DIRECTION: Copy the records with "green tree" replaced by "oak tree" everywhere it occurs, keeping every other line the same.

◇ ◇ ◇ ◇ ◇

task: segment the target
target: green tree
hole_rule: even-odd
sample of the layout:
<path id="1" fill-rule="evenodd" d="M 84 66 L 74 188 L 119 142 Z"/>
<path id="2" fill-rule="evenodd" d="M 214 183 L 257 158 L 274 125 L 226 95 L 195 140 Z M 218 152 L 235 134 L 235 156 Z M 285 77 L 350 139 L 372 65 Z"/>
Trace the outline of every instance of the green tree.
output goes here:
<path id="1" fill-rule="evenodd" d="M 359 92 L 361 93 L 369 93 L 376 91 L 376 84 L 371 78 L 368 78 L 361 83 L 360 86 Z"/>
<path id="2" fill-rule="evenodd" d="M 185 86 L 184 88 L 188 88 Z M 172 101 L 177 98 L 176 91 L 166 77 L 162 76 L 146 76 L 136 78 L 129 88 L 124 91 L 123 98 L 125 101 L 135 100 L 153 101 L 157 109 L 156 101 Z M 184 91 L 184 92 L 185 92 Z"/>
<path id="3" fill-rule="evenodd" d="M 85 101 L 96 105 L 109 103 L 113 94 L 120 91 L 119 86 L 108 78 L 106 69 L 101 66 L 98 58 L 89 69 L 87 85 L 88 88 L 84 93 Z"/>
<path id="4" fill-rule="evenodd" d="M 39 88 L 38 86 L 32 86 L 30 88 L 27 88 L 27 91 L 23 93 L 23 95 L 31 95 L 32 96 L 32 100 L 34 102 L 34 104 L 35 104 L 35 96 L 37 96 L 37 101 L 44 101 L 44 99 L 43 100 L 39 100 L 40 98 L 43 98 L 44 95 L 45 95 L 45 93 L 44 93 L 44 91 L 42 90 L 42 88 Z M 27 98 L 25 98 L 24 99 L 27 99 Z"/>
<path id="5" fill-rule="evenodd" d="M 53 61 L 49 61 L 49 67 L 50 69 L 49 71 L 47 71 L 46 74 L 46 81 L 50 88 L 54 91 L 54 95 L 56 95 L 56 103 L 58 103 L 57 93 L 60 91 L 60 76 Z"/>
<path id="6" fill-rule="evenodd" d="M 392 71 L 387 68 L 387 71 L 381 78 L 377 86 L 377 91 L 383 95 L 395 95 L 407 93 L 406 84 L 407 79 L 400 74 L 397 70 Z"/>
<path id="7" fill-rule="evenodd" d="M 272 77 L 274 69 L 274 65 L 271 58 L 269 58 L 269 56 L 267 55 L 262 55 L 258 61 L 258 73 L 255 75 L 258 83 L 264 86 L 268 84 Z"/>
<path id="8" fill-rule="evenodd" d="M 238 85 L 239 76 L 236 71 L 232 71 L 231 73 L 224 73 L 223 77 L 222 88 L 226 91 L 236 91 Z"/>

◇ ◇ ◇ ◇ ◇

COMPLETED TASK:
task: segment the target
target: oak tree
hole_rule: even-odd
sample of the layout:
<path id="1" fill-rule="evenodd" d="M 84 66 L 74 188 L 119 142 Z"/>
<path id="2" fill-rule="evenodd" d="M 214 183 L 257 158 L 274 125 L 226 95 L 195 140 Z M 218 152 L 235 134 L 235 156 Z M 285 77 L 350 139 L 372 65 Z"/>
Trace the outline of every instance of the oak tree.
output goes here:
<path id="1" fill-rule="evenodd" d="M 359 92 L 361 93 L 369 93 L 376 91 L 376 84 L 371 78 L 368 78 L 361 83 L 360 86 Z"/>
<path id="2" fill-rule="evenodd" d="M 185 86 L 184 88 L 188 88 Z M 172 101 L 177 98 L 176 91 L 166 77 L 162 76 L 146 76 L 136 78 L 129 88 L 124 91 L 123 98 L 125 101 L 135 100 L 153 101 L 157 109 L 156 101 Z M 184 91 L 184 92 L 185 92 Z"/>
<path id="3" fill-rule="evenodd" d="M 85 101 L 96 105 L 109 103 L 113 94 L 120 91 L 119 86 L 108 78 L 106 69 L 101 66 L 98 58 L 89 69 L 87 85 L 88 88 L 84 93 Z"/>
<path id="4" fill-rule="evenodd" d="M 39 88 L 38 86 L 32 86 L 30 88 L 27 88 L 27 91 L 23 93 L 23 95 L 31 95 L 32 96 L 32 100 L 34 102 L 34 104 L 35 104 L 35 96 L 37 96 L 37 101 L 44 101 L 44 99 L 43 100 L 39 100 L 40 98 L 43 98 L 44 95 L 45 95 L 45 93 L 44 93 L 44 91 L 42 90 L 42 88 Z M 27 98 L 25 98 L 24 99 L 27 99 Z"/>
<path id="5" fill-rule="evenodd" d="M 53 61 L 49 61 L 49 67 L 50 69 L 49 71 L 47 71 L 46 74 L 46 81 L 50 88 L 54 91 L 54 95 L 56 95 L 56 103 L 58 103 L 57 93 L 60 91 L 60 76 Z"/>
<path id="6" fill-rule="evenodd" d="M 392 71 L 387 68 L 387 71 L 381 78 L 377 86 L 377 91 L 383 95 L 395 95 L 407 93 L 406 84 L 407 79 L 400 74 L 397 70 Z"/>
<path id="7" fill-rule="evenodd" d="M 272 77 L 274 69 L 274 65 L 271 58 L 269 58 L 269 56 L 267 55 L 262 55 L 258 61 L 258 73 L 255 75 L 258 83 L 264 86 L 268 84 Z"/>
<path id="8" fill-rule="evenodd" d="M 238 85 L 239 76 L 236 71 L 232 71 L 231 73 L 224 73 L 223 77 L 222 88 L 226 91 L 236 91 Z"/>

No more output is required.